# Hunting Island campground closed



## 3ringer (Nov 15, 2016)

We had reservations for Hunting Island SP in March. I got an email yesterday that they were refunding my deposit due to hurricane damage to the campground. We were looking forward to visiting here. Dogs are allowed on their beach . The email said closed until May and the front beachside campsites were closed until next December. The damage must be pretty bad. I saw on YouTube some damage taken from a drone . We will have to find another spring break destination now.


----------



## walters (Nov 15, 2016)

*camping*

you could come up the coast we stayed south of myrtle beach huntington beach state park, stayed in Charleston too at james island county park, Charleston has a lot of history and james island is beautiful


----------



## walters (Nov 15, 2016)

*Also*

forgot to mention james island got a huge dog park and lake for dogs to swim in


----------



## Bama B (Nov 16, 2016)

The campground, parking areas is heavily damaged as well as Fripp Island. The beaches and dunes were already in bad shape.

### RECORD EXCERPTS
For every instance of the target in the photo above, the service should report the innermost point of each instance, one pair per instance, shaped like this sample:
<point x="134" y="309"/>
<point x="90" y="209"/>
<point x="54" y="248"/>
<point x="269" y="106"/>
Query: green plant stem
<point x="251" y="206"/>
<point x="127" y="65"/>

### EXERCISES
• A. In the Hunting Island campground thread, update the part that opens with the words "## 3ringer (Nov" and closes with "break destination now.". Replace "spring break destination" with "vacation spot".
• B. According to the Hunting Island campground thread, until when were the front beachside campsites closed?

### SOLVED PROBLEMS
• A.
## 3ringer (Nov 15, 2016)

We had reservations for Hunting Island SP in March. I got an email yesterday that they were refunding my deposit due to hurricane damage to the campground. We were looking forward to visiting here. Dogs are allowed on their beach . The email said closed until May and the front beachside campsites were closed until next December. The damage must be pretty bad. I saw on YouTube some damage taken from a drone . We will have to find another vacation spot now.

• B. Until next December.